Passage for review
______________________________
Following on from hearing all about the issues with working donkeys in Veracruz’s busy urban areas, the team took us out to meet two ladies who were the first to sign up for the new project in Veracruz (see earlier blog: Supporting donkeys in the modern world).
Firstly we met Maria, an elderly lady, and her nine-year-old donkey named Panchita; they have been a working partnership for the past seven years.
Maria’s grandparents worked oxen – this is how she knew that animals were good for working. Maria’s neighbour taught her how to drive a donkey and cart so that she could buy her own to earn a living.
Maria and Panchita go around the city and collect rubbish, cardboard, iron and bottles, which she sells for recycling. When she sells it, she buys food for her donkeys and herself, but she said that prices are very low at the moment. Maria only gets 3 pesos (15p) for every 1kg of bottles she collects, and less than 1 peso (5p) for 1kg cardboard. At the moment the price for iron is low and they are getting only 2 pesos (10p) for 1kg, so she is holding onto the iron until the price increases.
______________________________
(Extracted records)
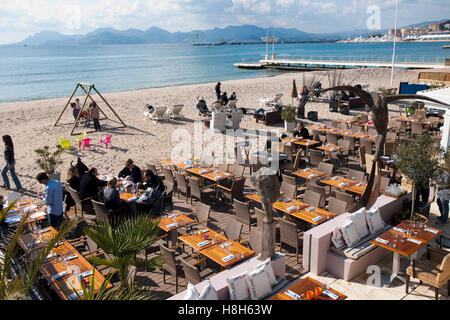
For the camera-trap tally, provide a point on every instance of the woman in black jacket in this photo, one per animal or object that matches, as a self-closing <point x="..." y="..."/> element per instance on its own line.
<point x="9" y="166"/>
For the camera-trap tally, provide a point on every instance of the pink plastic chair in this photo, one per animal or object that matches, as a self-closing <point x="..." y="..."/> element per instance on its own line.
<point x="106" y="141"/>
<point x="86" y="143"/>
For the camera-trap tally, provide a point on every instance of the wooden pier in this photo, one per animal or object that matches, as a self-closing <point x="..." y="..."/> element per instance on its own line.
<point x="319" y="63"/>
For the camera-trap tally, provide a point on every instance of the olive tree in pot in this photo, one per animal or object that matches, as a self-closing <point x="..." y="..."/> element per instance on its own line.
<point x="418" y="161"/>
<point x="49" y="161"/>
<point x="288" y="115"/>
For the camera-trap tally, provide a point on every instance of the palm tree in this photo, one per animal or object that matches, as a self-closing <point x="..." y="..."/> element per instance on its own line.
<point x="17" y="288"/>
<point x="122" y="240"/>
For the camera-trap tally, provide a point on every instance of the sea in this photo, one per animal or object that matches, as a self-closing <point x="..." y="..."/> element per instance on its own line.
<point x="31" y="73"/>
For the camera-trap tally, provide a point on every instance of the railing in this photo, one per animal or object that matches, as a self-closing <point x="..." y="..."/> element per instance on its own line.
<point x="373" y="59"/>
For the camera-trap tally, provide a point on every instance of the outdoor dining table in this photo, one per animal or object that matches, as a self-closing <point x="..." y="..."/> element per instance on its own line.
<point x="346" y="184"/>
<point x="310" y="174"/>
<point x="405" y="239"/>
<point x="297" y="291"/>
<point x="298" y="209"/>
<point x="16" y="213"/>
<point x="171" y="222"/>
<point x="62" y="266"/>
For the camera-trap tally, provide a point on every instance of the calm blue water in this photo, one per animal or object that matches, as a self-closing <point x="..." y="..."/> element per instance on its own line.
<point x="29" y="73"/>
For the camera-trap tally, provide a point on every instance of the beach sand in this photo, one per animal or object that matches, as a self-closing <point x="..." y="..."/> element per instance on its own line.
<point x="30" y="124"/>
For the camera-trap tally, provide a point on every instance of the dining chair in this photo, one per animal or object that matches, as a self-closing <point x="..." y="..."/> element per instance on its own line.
<point x="337" y="206"/>
<point x="312" y="198"/>
<point x="356" y="175"/>
<point x="344" y="196"/>
<point x="315" y="157"/>
<point x="182" y="185"/>
<point x="243" y="213"/>
<point x="289" y="235"/>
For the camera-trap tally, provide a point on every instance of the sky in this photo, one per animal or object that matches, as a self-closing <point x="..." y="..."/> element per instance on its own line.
<point x="22" y="18"/>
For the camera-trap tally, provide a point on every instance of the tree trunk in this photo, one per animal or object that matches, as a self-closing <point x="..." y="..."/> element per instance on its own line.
<point x="413" y="200"/>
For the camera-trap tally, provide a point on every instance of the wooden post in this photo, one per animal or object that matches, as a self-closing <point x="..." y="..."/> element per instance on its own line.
______________________________
Aim of the exercise
Please answer from the blog post about working donkeys in Veracruz: what is Maria doing with the iron she collects, and until when? The records are separate material and have nothing to do with the blog post.

Response to the task
She is holding onto it until the price increases.